- ACTION ITEM
Please restate the records that follow word for word, omitting any images.

- RECORDS TO PROCESS
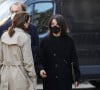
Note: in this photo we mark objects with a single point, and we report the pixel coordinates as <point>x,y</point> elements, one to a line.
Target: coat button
<point>54,54</point>
<point>56,77</point>
<point>56,65</point>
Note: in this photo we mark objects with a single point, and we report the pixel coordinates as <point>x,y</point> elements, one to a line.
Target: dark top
<point>32,30</point>
<point>55,56</point>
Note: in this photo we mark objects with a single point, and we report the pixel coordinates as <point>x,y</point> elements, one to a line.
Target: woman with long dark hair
<point>16,60</point>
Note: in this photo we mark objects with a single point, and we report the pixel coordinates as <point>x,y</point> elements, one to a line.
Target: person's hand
<point>43,74</point>
<point>76,84</point>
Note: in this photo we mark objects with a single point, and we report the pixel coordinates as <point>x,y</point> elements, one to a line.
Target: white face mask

- SOLUTION TO THE EXERCISE
Note: in this photo we mark objects with a single point, and we report the pixel coordinates as <point>x,y</point> elements, one to a line.
Target: coat button
<point>54,54</point>
<point>56,77</point>
<point>56,65</point>
Note: in this photo we mark objects with a single point, and we report the pixel coordinates as <point>x,y</point> elements, one to a line.
Target: dark top
<point>32,30</point>
<point>55,56</point>
Note: in this photo we mark objects with a single point, and we report the pixel coordinates as <point>x,y</point> elements, one to a line.
Target: woman with long dark hair
<point>16,60</point>
Note: in this photo we mark objects with a single point, and we report the pixel coordinates as <point>x,y</point> elements, one to a line.
Target: person's hand
<point>43,74</point>
<point>76,84</point>
Note: in this photo we mark objects with a single point, and we report the pixel coordinates as <point>x,y</point> elements, one to a line.
Target: white face mask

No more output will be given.